◆ Written exercise:
Copy, word for word, the rows below from the line with "Reviewer note: every instance of the grass" to the line with "column 370, row 185", including both of those lines.
═══
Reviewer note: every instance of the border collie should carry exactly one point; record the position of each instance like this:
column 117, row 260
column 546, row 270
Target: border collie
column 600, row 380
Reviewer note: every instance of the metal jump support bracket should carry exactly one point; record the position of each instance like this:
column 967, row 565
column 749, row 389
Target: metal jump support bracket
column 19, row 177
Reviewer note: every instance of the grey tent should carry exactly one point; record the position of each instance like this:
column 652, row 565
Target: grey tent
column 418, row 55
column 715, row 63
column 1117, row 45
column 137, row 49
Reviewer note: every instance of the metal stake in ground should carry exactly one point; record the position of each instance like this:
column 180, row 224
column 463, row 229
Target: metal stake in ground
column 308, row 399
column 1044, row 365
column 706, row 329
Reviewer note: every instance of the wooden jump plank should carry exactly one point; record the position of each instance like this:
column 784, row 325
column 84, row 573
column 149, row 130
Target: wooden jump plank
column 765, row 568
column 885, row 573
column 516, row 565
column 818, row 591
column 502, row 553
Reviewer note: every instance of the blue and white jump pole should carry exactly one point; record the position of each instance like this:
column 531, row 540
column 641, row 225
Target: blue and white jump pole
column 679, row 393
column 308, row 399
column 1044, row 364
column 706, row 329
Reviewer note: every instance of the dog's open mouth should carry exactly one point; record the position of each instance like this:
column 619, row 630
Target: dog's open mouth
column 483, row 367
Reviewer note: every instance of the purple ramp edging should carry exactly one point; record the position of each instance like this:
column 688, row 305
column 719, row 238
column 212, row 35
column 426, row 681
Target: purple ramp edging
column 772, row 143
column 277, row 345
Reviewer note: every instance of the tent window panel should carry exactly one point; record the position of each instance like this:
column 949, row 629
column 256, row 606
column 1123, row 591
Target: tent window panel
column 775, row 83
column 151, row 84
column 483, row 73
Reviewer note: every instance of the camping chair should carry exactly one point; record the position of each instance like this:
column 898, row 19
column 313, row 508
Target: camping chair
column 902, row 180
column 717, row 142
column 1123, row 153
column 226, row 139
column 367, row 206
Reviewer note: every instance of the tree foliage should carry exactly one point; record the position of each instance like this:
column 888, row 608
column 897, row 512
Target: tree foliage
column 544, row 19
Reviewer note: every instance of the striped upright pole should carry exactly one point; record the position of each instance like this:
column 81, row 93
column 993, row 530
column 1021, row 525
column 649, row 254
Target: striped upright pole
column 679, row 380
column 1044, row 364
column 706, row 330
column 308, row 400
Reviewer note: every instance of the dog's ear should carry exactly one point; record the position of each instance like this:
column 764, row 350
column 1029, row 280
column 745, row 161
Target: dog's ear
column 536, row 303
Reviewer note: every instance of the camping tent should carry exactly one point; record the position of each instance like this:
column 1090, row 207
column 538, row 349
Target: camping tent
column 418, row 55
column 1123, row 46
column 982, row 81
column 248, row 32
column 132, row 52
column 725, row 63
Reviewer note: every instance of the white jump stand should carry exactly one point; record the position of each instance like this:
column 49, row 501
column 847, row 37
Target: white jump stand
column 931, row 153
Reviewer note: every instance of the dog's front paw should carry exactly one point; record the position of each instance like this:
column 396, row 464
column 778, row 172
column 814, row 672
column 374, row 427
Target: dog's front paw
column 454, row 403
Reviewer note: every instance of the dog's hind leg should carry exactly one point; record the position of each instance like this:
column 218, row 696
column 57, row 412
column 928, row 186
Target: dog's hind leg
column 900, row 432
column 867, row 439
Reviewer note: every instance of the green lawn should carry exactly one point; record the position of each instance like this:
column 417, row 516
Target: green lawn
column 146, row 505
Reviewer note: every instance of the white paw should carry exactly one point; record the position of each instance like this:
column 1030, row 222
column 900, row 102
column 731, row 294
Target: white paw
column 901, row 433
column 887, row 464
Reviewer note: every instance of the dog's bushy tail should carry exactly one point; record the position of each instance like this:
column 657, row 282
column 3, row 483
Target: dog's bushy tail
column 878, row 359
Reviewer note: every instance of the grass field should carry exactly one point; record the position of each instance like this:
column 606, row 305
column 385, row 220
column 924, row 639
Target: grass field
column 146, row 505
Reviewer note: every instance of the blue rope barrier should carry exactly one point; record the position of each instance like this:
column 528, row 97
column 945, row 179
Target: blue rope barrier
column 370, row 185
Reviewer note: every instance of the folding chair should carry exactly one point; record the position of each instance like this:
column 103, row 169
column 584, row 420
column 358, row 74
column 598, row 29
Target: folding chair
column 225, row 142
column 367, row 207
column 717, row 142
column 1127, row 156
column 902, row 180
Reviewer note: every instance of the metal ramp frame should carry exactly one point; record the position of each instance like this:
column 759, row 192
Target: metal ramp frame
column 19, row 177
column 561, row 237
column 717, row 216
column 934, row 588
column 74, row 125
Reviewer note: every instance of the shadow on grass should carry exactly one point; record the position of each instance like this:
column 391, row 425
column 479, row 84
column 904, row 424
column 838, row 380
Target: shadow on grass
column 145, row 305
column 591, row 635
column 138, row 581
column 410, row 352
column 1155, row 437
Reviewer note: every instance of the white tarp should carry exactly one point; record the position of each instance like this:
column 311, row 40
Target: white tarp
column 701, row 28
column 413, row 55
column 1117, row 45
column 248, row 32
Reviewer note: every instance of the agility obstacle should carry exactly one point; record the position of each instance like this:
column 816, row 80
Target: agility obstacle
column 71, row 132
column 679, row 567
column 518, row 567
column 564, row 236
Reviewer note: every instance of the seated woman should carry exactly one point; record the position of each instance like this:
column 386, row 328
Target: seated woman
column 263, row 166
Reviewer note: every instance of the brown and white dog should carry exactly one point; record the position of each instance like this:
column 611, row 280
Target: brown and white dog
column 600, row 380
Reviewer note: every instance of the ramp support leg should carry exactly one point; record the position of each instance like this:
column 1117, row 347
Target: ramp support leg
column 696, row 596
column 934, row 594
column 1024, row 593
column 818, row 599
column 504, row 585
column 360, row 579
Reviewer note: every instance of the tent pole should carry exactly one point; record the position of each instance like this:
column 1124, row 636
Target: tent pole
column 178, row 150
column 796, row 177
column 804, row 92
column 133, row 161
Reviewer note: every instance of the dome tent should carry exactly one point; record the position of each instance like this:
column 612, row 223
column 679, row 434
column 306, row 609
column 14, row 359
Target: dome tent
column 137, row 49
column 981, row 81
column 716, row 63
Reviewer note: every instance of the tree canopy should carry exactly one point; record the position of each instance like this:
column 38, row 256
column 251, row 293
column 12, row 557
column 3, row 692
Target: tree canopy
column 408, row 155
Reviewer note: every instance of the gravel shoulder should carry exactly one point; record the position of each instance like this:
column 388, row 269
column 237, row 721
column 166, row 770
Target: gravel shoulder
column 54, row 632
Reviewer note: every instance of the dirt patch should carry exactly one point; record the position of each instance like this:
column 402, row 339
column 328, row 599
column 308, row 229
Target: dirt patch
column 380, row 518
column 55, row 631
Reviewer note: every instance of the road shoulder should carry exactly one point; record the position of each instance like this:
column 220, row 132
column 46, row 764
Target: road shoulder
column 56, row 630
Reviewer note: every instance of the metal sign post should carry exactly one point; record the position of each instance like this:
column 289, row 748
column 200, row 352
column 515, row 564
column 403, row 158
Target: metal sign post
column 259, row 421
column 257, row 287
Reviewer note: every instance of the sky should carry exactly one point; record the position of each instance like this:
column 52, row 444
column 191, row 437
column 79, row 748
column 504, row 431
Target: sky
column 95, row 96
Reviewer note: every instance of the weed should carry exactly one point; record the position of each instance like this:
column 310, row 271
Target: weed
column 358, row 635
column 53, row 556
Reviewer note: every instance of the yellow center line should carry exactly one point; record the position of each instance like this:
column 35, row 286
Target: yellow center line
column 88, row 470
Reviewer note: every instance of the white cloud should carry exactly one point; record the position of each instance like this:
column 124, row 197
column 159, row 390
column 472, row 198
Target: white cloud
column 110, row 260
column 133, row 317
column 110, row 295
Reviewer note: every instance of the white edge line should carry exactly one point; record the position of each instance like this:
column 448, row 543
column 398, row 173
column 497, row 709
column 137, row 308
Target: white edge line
═══
◆ Answer to the task:
Reviewer note: every instance of the grass field should carry exactly one point; record the position of each instance like this:
column 606, row 305
column 385, row 220
column 924, row 639
Target: grass field
column 146, row 505
Reviewer note: every instance of the blue rope barrier should carry exactly one point; record the position of each instance like this:
column 528, row 97
column 945, row 179
Target: blue rope barrier
column 370, row 185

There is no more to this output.